Des Contes de la Crypte à Planetary, cette tradition tiendrait plus du bras de fer culturel que du fruit du hasard.
Depuis ses débuts, la bande dessinée a connu de nombreux obstacles – et la France ne déroge pas à la règle. Dès qu’une nouvelle forme de culture émerge, elle est systématiquement perçue d’un mauvais œil par des élites intellectuelles, surtout si elle fait l’affront de parler au plus grand nombre. Aussi, lorsque les BD franco-belges ont (enfin) réussi à s’extirper des censures de la loi de 1949 (qui rejetait, par exemple, la présence de personnages féminins dans ces ouvrages), tout portait à croire que le neuvième art allait enfin s’offrir les louanges qu’il méritait.
Après tout, Astérix avait démocratisé la lecture de BD humoristiques par toute la famille et les premières aventures de Corto Maltese en avaient déconcerté plus d’un avec leur ton résolument adulte et leur avalanche de références littéraires.
Cependant, une sorte de hiérarchisation indécrottable entre la BD et les « vraies lectures » persiste encore. Et même lorsque la Fondation Cartier propose la plus grande exposition parisienne jamais consacrée à l’œuvre de Jean Giraud avec Mœbius-Transe-Forme en 2010, on se sent obligé d’y préciser que cet auteur de génie « dépasse les limites de sa discipline ».
Comme si le fait de provenir du monde de la bande dessinée restait malgré tout une espèce de souillure culturelle, un carcan dont il faudrait s’évader pour être considéré comme un véritable artiste auprès d’une certaine intelligentsia. Et ce mépris se veut particulièrement agressif vis-à-vis d’une publication précise : les comic book américain.
Du Shadow à Batman, une tradition populaire
La France n’a bien évidemment pas le monopole d’un tel mépris culturel. Les homologues anglo-saxons des artistes susmentionnés ont parfois subi un rejet bien plus important. La littérature pulp (ancêtre des comics et destinée à un lectorat prolétaire) doit son nom au papier au rabais sur lequel elle était imprimée. Parmi les nombreux genres abordés, on retient souvent les histoires de détective « hardboiled ».
Les récits d’écrivains tels que Raymond Chandler ou Dashiell Hammett ont désormais l’estime qu’ils méritent de la part des critiques, mais c’était loin d’être le cas à l’époque. Très vite, des figures de détectives masqués ont fait leur apparition. L’un d’entre eux, qui avait débuté comme un simple narrateur (doublé par Orson Welles) à la radio, devient le héros de sa propre série dès 1931 : The Shadow. Il sera suivi d’une ribambelle d’enquêteurs masqués du même type : The Spider, The Phantom Detective ou encore The Black Bat.
Ces derniers ont servi d’inspiration à de nombreux personnages de comics la décennie suivante, et notamment Batman, qui apparaît pour la première fois dans les pages de Detective Comics en mai 1939. Les similitudes visuelles entre le chevalier de Gotham et The Black Bat sont indéniables. Après des accusations de plagiat mutuelles, l’éditeur de DC Comics parvient à calmer le jeu, mais la ligne trouble entre hommage et copie qui sépare les deux médias ne s’arrête pas là.
_ _ _ _ _
- CONSIGNE
D'après le texte, dans quelle publication et à quelle date Batman apparaît-il pour la première fois ?

- JEU DE DONNÉES
_ _ _ _ _
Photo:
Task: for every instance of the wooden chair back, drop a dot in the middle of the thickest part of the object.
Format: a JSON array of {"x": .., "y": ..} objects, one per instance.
_ _ _ _ _
- RÉPONSE ATTENDUE
Dans les pages de Detective Comics, en mai 1939.